==== THE INPUT

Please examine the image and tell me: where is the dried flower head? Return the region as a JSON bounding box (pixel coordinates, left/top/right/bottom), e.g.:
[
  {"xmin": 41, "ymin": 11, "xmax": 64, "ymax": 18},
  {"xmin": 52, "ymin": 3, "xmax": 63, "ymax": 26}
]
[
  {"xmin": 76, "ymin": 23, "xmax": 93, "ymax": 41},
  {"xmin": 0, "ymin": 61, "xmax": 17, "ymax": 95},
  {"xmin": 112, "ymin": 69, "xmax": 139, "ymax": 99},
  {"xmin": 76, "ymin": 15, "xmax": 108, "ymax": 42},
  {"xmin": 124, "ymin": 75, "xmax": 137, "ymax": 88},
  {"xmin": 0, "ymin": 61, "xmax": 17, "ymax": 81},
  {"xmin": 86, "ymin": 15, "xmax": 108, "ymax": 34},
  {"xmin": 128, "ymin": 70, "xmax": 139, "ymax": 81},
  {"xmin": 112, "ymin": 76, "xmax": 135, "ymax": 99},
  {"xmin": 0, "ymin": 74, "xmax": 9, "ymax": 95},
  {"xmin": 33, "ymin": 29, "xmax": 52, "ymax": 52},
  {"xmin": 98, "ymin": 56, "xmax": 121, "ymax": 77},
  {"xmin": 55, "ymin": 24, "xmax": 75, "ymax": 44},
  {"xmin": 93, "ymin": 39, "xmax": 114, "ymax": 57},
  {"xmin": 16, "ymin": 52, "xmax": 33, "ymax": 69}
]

========

= PROBLEM TO WORK ON =
Write out every entry again, exactly as it appears.

= EXERCISE SOLUTION =
Please examine the image and tell me: where is the dried flower head? Return the region as a JSON bounding box (pixel coordinates, left/top/right/bottom), e.g.:
[
  {"xmin": 41, "ymin": 11, "xmax": 64, "ymax": 18},
  {"xmin": 52, "ymin": 3, "xmax": 63, "ymax": 26}
]
[
  {"xmin": 76, "ymin": 23, "xmax": 93, "ymax": 41},
  {"xmin": 0, "ymin": 61, "xmax": 17, "ymax": 95},
  {"xmin": 112, "ymin": 69, "xmax": 139, "ymax": 99},
  {"xmin": 76, "ymin": 15, "xmax": 108, "ymax": 42},
  {"xmin": 124, "ymin": 75, "xmax": 137, "ymax": 88},
  {"xmin": 0, "ymin": 61, "xmax": 17, "ymax": 81},
  {"xmin": 86, "ymin": 15, "xmax": 108, "ymax": 34},
  {"xmin": 128, "ymin": 70, "xmax": 139, "ymax": 81},
  {"xmin": 112, "ymin": 76, "xmax": 135, "ymax": 99},
  {"xmin": 0, "ymin": 74, "xmax": 9, "ymax": 95},
  {"xmin": 33, "ymin": 29, "xmax": 52, "ymax": 52},
  {"xmin": 98, "ymin": 56, "xmax": 121, "ymax": 77},
  {"xmin": 55, "ymin": 24, "xmax": 75, "ymax": 44},
  {"xmin": 93, "ymin": 39, "xmax": 114, "ymax": 57},
  {"xmin": 16, "ymin": 52, "xmax": 33, "ymax": 69}
]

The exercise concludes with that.